PAGE EXCERPT
== Segment start ==

Christmas being a popular time for making lists, it’s interesting to speculate on the most-used phrases of the festive season. At or near the top will be “Oh, how nice!” (on unwrapping an unwanted present) followed by “What’s on the television?” “What’s on the radio?”, though, comes nowhere. This is a shame, given the quality of the programmes over the holiday period.

A good place to start could be December 19 at 8.02pm on Radio 4 with Archive - Christmas Gander. With its combination of cheerfulness and sentimentality, Simon Fanshawe’s review of past BBC Christmas programmes - through interviews with bright-eyed kids and misty-eyed wrink- lies - is just the thing to set the seasonal mood.

Not that it’s a season to suit everybody; some people get more depressed at Christmas than at any other time, if only because everyone else is (or looks) so damn jolly. If you’re a Christmas dissident, those discussing How to be Happy (December 21, Radio 4, 8pm) - scientist Susan Greenfield, novelist Wendy Perriam and others - might ease the Yuletide blues.

Radio 3 later that evening could have the same effect with Postscript - Rainer Hirsch’s 20th Century, a hilarious series of spoof documentaries on Schoenberg and Horowitz, plus other virtuosi (sample discussion topic:

“Serialism: Music or Cobblers?”). The series starts at 9.40pm, with other programmes throughout the week.

Served more straight is Boxing Day’s Opera on 3 - Live from the Met (Radio 3, 6.30pm) with three and a half hours of Mozart’s The Magic Flute, sung in German.

Christmas is a time for presents; at least that is its primary function as far as children are concerned. Annual Delights (December 22, Radio 2, 9pm) examines this tradition with a particular look at the seasonal vogue for annuals. Hundreds of thousands of annuals will be given this year by what publishers call “granties” (grannies and aunties), many of them to kids probably longing for Tomb Raider III. That’s granties for you. Lots of nostalgia here, with Rupert the Bear, Billy Bunter and the boys from Bonanza prominent.

== Segment end ==

RECORDED INFORMATION

== Segment start ==

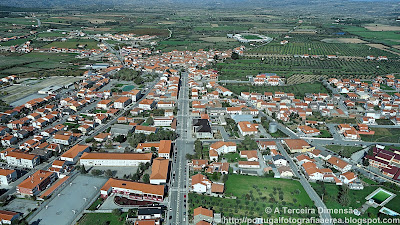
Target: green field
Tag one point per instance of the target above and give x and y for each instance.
(345, 151)
(36, 62)
(251, 37)
(73, 43)
(380, 197)
(102, 218)
(254, 194)
(128, 88)
(14, 42)
(383, 135)
(320, 48)
(299, 90)
(384, 37)
(288, 66)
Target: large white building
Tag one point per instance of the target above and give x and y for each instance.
(21, 159)
(114, 159)
(74, 153)
(159, 171)
(133, 190)
(163, 121)
(223, 147)
(200, 183)
(7, 176)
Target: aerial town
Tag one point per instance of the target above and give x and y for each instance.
(184, 118)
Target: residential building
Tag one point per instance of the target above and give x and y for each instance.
(202, 214)
(22, 159)
(223, 147)
(114, 159)
(36, 183)
(339, 164)
(297, 145)
(133, 190)
(247, 128)
(159, 171)
(7, 176)
(8, 217)
(74, 153)
(200, 183)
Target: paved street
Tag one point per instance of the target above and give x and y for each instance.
(183, 145)
(304, 182)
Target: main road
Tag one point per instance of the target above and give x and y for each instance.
(177, 211)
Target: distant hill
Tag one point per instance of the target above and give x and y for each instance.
(301, 4)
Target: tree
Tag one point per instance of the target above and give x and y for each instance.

== Segment end ==

Reproduce the passage of the holiday radio article verbatim, from "Christmas being a" to "the holiday period.". Rely solely on the text when working through what comes next.

Christmas being a popular time for making lists, it’s interesting to speculate on the most-used phrases of the festive season. At or near the top will be “Oh, how nice!” (on unwrapping an unwanted present) followed by “What’s on the television?” “What’s on the radio?”, though, comes nowhere. This is a shame, given the quality of the programmes over the holiday period.